ASSIGNED TASK
Records follow. Select each line holding "pixel".

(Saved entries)
= = =
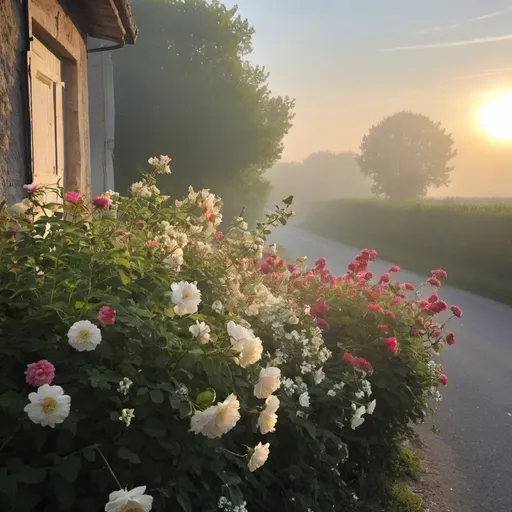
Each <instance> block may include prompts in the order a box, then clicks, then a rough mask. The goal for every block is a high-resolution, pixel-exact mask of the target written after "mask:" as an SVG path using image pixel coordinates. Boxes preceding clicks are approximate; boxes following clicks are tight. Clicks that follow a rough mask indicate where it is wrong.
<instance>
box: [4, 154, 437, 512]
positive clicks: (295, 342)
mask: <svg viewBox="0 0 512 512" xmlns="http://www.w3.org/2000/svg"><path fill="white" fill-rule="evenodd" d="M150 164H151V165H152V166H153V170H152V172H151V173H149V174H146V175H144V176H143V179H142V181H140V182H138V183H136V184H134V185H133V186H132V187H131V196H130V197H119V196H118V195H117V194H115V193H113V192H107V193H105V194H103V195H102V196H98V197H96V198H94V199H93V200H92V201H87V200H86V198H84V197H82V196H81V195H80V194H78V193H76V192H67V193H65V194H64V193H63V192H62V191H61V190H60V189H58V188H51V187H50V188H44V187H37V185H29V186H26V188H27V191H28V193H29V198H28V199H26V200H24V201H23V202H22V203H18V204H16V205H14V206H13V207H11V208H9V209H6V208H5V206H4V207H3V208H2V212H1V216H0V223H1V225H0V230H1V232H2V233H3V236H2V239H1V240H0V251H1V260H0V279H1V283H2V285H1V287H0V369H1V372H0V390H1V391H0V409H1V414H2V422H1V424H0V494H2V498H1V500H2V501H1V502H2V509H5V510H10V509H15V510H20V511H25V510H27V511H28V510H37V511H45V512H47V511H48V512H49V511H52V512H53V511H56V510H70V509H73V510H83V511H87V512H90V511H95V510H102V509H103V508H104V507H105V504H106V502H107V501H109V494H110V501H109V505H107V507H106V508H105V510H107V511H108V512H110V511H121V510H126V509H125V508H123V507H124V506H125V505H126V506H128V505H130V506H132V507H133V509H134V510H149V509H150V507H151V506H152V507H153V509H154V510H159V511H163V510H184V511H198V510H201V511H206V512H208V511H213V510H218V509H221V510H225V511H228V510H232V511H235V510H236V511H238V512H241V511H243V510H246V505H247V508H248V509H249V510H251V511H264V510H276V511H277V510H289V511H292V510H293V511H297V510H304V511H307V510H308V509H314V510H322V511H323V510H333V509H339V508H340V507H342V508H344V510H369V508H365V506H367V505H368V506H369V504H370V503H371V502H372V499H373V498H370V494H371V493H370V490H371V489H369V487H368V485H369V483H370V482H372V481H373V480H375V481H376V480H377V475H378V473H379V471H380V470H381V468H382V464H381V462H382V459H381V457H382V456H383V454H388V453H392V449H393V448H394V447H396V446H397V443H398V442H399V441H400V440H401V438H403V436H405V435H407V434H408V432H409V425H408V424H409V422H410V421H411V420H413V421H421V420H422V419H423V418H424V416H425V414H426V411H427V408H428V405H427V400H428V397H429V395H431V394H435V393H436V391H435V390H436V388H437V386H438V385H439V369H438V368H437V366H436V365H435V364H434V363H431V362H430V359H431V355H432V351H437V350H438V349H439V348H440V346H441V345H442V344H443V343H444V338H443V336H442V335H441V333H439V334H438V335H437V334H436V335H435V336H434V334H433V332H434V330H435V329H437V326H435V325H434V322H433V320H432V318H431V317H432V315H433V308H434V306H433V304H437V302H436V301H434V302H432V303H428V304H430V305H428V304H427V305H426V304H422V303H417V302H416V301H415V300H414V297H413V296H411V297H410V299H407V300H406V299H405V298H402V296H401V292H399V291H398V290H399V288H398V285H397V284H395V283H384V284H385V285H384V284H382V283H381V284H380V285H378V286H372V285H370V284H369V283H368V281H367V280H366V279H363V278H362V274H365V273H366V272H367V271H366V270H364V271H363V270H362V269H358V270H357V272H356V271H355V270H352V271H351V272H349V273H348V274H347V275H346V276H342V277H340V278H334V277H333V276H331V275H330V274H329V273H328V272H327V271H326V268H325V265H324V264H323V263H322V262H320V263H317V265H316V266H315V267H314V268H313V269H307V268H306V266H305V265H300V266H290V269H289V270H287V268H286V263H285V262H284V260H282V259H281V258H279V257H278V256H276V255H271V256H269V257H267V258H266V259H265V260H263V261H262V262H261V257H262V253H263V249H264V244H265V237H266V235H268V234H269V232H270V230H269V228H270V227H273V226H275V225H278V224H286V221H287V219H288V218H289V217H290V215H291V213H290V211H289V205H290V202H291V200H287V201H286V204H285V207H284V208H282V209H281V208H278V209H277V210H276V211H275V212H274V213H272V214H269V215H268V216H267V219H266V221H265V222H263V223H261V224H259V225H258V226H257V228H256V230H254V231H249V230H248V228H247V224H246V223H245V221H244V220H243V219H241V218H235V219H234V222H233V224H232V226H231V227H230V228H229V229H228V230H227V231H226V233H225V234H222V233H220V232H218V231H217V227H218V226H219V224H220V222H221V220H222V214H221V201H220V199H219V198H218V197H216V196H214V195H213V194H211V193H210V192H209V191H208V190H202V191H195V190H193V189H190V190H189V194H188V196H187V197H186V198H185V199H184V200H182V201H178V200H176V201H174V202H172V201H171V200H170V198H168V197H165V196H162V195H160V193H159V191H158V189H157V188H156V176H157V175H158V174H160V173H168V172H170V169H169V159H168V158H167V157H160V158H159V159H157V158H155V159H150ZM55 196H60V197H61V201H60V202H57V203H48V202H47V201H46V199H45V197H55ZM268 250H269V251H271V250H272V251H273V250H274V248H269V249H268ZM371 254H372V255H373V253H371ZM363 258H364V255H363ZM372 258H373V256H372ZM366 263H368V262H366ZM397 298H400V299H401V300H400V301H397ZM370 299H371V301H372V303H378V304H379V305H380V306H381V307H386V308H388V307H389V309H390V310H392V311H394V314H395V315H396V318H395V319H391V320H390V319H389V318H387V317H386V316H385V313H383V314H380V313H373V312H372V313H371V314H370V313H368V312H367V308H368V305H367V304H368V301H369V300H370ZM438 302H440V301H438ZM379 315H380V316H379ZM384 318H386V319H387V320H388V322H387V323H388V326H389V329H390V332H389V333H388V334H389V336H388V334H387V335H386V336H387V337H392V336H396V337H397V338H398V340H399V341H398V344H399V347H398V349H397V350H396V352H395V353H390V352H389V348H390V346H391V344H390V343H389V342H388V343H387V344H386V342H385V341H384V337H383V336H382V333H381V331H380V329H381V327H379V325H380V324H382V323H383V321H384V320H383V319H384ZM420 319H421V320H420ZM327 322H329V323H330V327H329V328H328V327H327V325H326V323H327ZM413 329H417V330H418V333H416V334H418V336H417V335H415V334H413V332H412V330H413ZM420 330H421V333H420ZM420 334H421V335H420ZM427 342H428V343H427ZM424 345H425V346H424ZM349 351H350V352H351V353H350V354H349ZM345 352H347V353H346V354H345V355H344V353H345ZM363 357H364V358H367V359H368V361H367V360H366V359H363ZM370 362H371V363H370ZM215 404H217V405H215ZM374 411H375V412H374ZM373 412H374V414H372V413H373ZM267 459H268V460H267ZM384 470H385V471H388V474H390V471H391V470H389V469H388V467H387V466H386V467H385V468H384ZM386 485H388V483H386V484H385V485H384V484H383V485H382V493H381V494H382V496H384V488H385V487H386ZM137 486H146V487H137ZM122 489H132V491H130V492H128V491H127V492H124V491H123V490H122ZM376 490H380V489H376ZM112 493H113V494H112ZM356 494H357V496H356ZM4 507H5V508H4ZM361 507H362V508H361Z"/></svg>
= = =
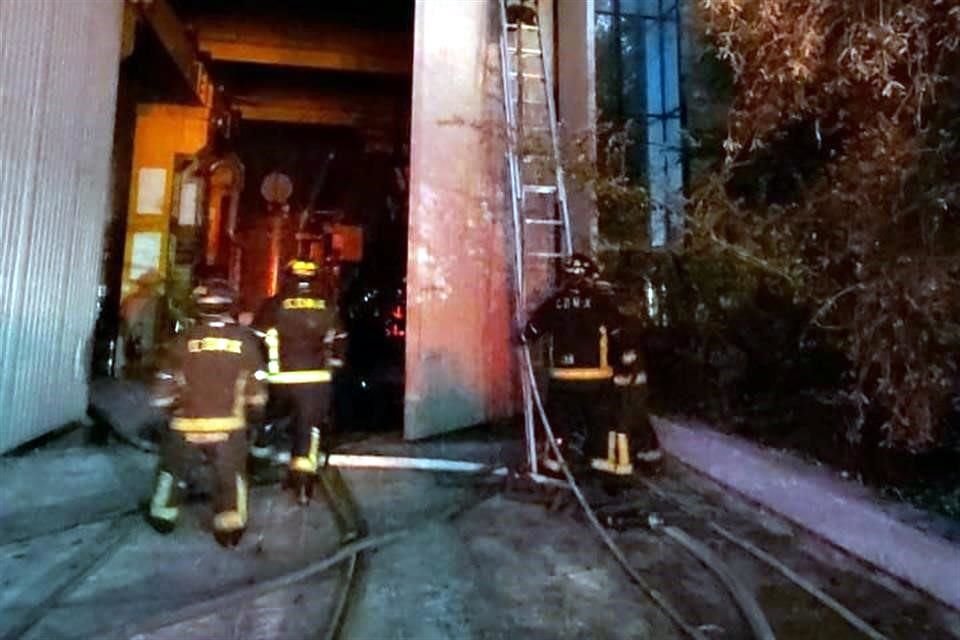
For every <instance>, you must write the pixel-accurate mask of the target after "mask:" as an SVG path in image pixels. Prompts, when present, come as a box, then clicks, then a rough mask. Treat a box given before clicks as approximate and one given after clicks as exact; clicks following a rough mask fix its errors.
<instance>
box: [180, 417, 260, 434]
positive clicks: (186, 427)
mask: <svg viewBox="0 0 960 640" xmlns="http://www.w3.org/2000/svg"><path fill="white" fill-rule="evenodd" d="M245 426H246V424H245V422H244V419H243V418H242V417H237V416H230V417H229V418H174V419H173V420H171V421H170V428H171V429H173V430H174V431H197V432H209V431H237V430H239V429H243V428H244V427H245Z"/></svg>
= = =
REPLY
Each <instance> block may include prompts in the order a box, then clicks, then a rough mask. The goal for every block is a high-resolution, pixel-exact mask of the target written after "mask:" as an SVG path using image pixel coordinates. Boxes preceding clicks are approximate; boxes following clicks are tight. Clicks that follow a rough mask indicate where it is wrong.
For every <instance>, you must write the pixel-accurate mask of the target after "mask:" as an SVG path in image pixels. Prompts, when present, come as a box, then clicks, then a rough mask. Treat a box given before clicks as approximate and one given after clicks as exact; clicks following a rough mask fix its errors.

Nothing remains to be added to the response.